=== WRITTEN PROBLEM ===
Report how many lines in the entries below contain the string "black", counting only matches with the same capitalization, and reply with the number alone.

=== EXTRACTED DATA ===
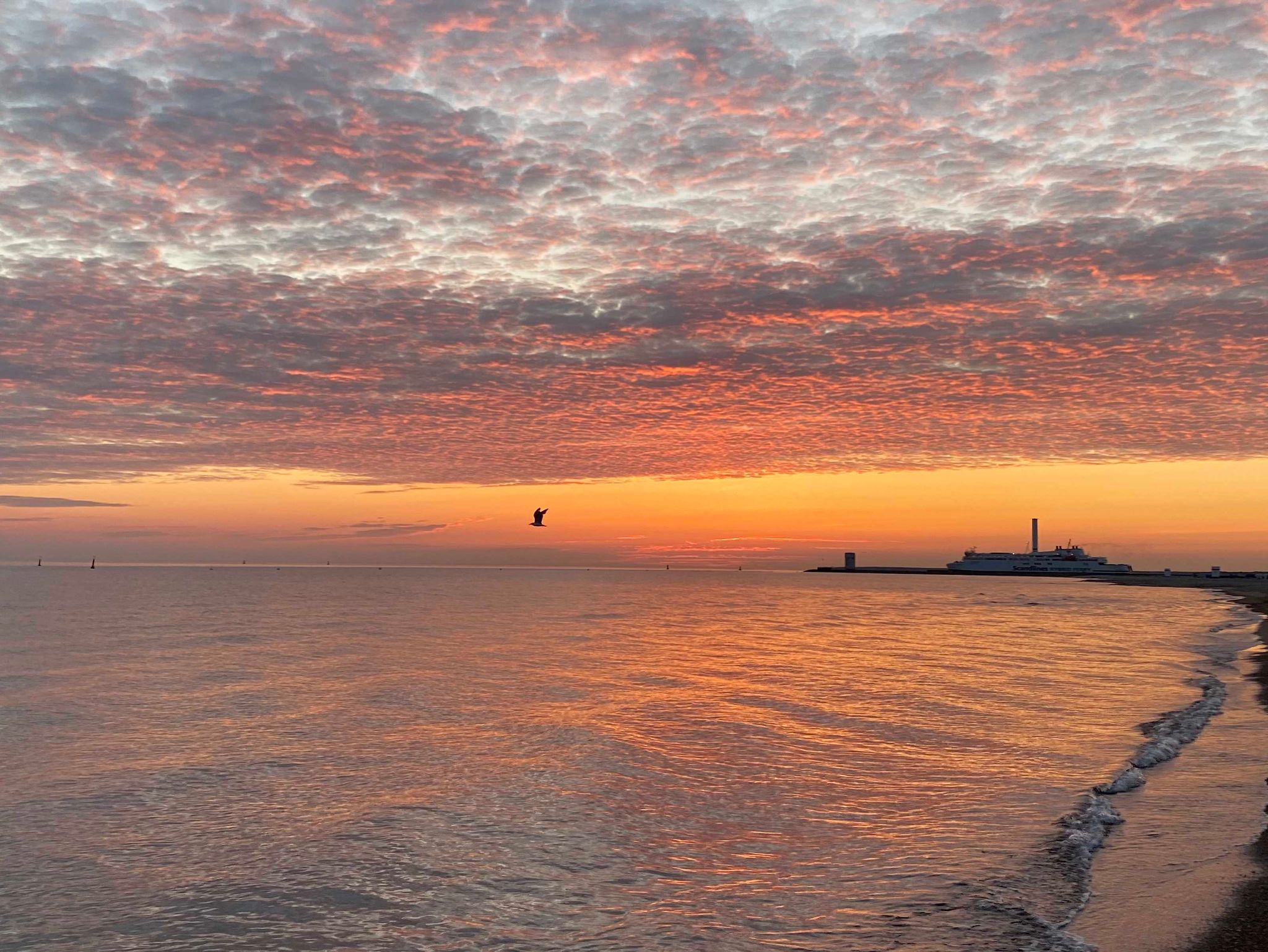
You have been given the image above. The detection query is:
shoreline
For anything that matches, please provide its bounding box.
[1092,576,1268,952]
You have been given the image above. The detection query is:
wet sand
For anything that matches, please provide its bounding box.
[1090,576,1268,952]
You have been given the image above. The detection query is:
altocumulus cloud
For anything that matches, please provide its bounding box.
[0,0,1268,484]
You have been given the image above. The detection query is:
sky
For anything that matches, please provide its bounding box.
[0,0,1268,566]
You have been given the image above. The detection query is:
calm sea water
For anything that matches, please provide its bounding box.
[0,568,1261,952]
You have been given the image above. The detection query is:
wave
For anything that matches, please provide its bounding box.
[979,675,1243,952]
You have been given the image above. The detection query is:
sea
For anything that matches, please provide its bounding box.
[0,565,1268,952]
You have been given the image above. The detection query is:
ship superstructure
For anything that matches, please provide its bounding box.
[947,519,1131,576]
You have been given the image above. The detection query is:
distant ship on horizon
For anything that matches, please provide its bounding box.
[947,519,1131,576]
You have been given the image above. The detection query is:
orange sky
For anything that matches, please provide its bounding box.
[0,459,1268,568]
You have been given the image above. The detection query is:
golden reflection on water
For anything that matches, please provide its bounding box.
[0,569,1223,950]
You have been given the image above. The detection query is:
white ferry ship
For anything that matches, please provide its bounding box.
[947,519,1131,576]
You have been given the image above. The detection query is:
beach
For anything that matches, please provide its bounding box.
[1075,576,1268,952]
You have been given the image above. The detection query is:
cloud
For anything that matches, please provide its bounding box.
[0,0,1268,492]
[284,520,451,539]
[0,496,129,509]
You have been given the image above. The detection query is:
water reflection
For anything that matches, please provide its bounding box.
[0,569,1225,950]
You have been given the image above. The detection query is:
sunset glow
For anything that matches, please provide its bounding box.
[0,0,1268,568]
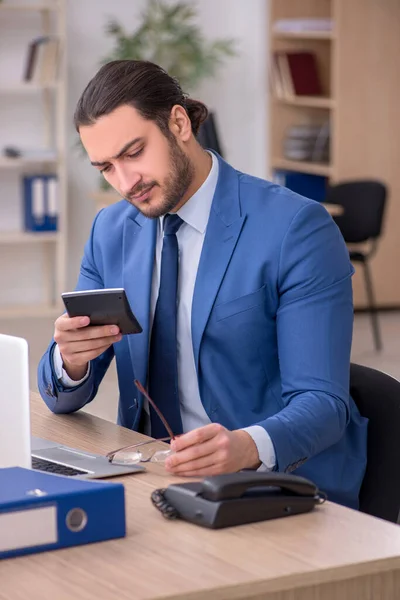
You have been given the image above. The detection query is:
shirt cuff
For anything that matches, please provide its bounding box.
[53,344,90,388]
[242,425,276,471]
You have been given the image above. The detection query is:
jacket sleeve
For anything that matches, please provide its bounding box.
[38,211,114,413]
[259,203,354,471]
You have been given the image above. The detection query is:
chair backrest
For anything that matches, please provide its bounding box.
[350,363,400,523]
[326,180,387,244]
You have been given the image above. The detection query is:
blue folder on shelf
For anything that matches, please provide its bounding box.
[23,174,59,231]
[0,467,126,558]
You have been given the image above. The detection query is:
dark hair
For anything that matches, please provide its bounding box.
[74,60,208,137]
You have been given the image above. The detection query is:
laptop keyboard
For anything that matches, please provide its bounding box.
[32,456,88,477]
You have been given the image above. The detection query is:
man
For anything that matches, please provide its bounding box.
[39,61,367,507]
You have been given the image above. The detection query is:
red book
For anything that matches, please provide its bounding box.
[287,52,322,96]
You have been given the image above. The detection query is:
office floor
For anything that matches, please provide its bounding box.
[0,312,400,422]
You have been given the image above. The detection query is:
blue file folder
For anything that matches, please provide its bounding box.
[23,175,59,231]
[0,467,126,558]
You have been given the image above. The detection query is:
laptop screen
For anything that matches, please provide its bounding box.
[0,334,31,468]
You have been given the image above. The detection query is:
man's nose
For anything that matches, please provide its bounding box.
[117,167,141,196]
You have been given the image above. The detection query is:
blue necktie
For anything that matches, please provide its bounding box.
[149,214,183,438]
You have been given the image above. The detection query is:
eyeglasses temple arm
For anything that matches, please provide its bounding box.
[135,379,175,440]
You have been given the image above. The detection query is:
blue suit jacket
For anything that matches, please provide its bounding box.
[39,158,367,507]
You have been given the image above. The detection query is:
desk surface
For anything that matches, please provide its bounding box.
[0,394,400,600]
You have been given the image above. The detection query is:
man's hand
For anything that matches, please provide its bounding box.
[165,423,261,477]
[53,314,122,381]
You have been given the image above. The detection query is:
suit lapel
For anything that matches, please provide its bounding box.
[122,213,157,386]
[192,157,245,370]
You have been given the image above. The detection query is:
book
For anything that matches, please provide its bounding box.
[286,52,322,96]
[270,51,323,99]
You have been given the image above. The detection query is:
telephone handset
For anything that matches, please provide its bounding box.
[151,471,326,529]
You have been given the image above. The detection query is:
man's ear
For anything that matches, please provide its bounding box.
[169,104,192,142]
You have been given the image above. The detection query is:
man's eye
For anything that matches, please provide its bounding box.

==

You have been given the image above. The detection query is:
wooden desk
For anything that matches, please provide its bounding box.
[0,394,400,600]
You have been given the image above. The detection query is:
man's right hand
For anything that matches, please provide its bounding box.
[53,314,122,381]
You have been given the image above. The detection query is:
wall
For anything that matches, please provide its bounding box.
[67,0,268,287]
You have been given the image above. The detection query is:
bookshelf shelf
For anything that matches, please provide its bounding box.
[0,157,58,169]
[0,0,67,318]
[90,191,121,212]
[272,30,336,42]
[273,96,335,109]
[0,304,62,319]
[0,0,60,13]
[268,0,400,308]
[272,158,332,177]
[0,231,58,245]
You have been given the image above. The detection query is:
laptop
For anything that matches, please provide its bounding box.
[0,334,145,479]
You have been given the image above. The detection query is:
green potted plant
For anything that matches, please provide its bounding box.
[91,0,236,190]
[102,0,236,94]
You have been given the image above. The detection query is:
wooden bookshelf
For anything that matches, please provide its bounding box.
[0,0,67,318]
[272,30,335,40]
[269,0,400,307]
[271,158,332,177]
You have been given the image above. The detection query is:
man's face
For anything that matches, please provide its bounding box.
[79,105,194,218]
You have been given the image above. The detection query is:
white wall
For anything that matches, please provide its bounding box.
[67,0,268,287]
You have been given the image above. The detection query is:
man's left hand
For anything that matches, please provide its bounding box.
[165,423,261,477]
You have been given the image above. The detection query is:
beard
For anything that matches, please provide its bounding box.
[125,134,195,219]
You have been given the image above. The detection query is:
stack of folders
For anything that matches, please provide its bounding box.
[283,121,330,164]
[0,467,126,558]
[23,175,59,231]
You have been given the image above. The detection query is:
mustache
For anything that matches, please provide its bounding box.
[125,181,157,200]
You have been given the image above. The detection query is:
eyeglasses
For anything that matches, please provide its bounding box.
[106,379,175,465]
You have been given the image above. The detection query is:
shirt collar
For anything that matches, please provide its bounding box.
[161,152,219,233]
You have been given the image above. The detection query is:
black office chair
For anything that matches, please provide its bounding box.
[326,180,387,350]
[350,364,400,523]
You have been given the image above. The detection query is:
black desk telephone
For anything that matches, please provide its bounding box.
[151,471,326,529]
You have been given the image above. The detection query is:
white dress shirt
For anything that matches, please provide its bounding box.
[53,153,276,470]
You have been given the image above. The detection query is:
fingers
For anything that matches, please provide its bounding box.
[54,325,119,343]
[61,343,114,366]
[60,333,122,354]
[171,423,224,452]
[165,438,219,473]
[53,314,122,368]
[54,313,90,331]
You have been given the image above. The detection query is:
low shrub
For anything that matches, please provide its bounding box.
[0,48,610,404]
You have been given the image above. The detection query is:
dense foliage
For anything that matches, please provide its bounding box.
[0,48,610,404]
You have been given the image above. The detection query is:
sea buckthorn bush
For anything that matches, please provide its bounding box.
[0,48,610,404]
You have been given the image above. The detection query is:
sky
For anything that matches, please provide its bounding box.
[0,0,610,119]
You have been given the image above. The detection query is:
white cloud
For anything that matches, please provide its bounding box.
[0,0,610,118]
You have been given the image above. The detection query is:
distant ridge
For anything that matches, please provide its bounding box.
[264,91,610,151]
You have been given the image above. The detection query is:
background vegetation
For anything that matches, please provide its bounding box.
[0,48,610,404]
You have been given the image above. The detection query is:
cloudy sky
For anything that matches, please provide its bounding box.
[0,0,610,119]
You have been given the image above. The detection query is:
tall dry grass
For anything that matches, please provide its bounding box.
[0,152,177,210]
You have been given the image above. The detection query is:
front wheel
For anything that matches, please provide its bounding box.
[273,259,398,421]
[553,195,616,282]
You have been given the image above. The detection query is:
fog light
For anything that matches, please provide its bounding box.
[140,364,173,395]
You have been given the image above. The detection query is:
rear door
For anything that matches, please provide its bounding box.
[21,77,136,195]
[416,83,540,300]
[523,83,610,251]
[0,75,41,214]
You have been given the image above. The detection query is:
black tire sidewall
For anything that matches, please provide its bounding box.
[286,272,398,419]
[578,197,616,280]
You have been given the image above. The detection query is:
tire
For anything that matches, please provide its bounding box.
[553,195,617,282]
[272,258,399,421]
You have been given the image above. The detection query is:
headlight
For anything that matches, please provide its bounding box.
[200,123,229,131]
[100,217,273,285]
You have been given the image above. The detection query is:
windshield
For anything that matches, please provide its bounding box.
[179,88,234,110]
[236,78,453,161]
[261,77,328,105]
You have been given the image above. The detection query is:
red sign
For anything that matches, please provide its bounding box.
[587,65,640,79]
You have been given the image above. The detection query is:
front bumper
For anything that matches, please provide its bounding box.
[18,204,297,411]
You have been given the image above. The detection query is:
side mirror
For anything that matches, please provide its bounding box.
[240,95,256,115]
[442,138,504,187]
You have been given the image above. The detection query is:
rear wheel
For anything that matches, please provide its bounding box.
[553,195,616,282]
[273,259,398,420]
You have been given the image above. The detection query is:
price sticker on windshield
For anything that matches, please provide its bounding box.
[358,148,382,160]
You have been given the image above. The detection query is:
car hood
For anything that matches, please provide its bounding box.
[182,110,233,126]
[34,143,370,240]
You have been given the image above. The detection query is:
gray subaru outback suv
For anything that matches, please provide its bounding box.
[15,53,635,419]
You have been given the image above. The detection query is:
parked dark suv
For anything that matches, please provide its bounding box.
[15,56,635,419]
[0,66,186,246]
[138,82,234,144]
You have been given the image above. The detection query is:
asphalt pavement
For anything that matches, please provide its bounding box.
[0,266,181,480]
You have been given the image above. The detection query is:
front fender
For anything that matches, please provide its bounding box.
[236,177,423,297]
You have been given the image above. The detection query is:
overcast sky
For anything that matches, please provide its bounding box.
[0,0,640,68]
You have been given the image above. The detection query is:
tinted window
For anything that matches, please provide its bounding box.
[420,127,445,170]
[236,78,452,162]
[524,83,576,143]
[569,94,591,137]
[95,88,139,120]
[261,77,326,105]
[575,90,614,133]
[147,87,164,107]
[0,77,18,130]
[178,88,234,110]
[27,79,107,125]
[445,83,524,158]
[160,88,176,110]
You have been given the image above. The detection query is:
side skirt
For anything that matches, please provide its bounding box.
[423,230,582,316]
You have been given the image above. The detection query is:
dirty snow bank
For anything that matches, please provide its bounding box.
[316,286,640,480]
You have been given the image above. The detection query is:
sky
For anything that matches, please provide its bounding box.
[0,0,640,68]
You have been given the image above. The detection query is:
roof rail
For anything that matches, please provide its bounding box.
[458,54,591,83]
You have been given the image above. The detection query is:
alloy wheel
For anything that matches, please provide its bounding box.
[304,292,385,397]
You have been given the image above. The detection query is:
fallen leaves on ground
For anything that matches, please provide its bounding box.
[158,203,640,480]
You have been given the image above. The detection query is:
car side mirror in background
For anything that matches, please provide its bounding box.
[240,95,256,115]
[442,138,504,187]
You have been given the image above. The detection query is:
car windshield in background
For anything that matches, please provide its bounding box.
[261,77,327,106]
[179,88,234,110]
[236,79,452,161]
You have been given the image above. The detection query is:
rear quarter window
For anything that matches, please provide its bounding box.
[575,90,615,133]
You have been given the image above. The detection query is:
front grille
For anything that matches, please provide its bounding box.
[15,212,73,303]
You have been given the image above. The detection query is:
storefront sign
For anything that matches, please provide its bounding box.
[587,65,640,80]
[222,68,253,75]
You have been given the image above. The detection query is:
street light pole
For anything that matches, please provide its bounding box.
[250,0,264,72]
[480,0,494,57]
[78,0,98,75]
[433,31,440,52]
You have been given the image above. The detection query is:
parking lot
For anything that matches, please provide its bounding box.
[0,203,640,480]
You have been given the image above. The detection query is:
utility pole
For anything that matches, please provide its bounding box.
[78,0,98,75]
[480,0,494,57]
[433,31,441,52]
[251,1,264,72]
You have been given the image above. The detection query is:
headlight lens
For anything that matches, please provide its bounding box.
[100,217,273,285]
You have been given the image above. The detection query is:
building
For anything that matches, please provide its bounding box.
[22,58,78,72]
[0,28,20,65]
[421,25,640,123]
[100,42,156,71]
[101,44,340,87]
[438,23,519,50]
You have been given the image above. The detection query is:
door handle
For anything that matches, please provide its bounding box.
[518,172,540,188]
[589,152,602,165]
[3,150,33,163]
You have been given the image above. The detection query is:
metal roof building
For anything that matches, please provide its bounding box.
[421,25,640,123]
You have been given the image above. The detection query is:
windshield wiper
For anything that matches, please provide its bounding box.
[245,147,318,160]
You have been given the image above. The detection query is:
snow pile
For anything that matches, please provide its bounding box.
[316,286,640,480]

=== RESULT BELOW ===
3